:: ABOUT THIS TASK ::
Word for word, repeat each of the records below.

Stored items from a collection
※ ※ ※

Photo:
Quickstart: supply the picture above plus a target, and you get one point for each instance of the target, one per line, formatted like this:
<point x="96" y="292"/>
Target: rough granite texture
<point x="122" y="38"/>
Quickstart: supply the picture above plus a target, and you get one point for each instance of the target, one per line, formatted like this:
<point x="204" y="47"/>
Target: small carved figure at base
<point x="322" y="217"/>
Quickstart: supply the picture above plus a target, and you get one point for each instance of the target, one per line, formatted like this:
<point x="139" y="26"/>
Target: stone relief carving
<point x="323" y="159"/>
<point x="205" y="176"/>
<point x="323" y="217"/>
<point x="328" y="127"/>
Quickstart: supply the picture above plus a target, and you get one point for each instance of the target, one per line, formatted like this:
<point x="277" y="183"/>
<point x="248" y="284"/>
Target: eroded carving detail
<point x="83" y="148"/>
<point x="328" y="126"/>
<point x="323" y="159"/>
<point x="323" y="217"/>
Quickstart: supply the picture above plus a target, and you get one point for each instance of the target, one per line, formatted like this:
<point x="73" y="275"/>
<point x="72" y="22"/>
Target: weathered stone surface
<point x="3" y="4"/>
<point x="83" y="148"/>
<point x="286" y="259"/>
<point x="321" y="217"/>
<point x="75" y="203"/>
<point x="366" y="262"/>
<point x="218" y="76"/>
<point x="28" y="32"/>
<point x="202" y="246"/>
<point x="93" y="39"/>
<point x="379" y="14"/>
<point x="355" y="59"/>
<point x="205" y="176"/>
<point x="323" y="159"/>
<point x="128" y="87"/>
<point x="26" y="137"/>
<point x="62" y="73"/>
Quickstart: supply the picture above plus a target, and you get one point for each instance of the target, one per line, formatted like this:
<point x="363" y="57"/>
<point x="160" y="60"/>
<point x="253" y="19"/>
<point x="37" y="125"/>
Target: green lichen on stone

※ ※ ※

:: ANSWER FOR THIS EXERCISE ::
Photo:
Quickstart: supply the picture above plus a target, and you get one point for each instance of the target, one per line, formatted like this:
<point x="96" y="292"/>
Target: rough granite texture
<point x="122" y="38"/>
Quickstart: supply the picture above plus a target, and you get one point for each instance of the target, one per line, formatted like this:
<point x="204" y="47"/>
Target: small carved figure at base
<point x="322" y="217"/>
Quickstart: supply the picture above plus a target, and you get one point for each instance of the target, one per line, formatted like this:
<point x="139" y="26"/>
Target: stone relief carving
<point x="323" y="159"/>
<point x="205" y="176"/>
<point x="323" y="217"/>
<point x="328" y="127"/>
Quickstart: supply the picture above plus a target, and you get one point for each instance of the target, one per line, formatted like this:
<point x="277" y="183"/>
<point x="248" y="284"/>
Target: eroded carving detail
<point x="83" y="148"/>
<point x="328" y="126"/>
<point x="323" y="159"/>
<point x="323" y="217"/>
Quickstart: supply the picture above plus a target, and you get one point for each instance of the target, one per line, formatted like this:
<point x="73" y="275"/>
<point x="72" y="22"/>
Target: weathered stone surface
<point x="3" y="4"/>
<point x="83" y="148"/>
<point x="286" y="259"/>
<point x="321" y="217"/>
<point x="75" y="203"/>
<point x="366" y="262"/>
<point x="218" y="76"/>
<point x="28" y="32"/>
<point x="202" y="246"/>
<point x="93" y="39"/>
<point x="379" y="14"/>
<point x="355" y="59"/>
<point x="205" y="176"/>
<point x="323" y="159"/>
<point x="128" y="87"/>
<point x="26" y="137"/>
<point x="62" y="73"/>
Quickstart: supply the picture above plus a target, and you get one point for each instance of the target, one per line, formatted like this:
<point x="363" y="57"/>
<point x="160" y="60"/>
<point x="253" y="19"/>
<point x="37" y="125"/>
Target: green lichen on stone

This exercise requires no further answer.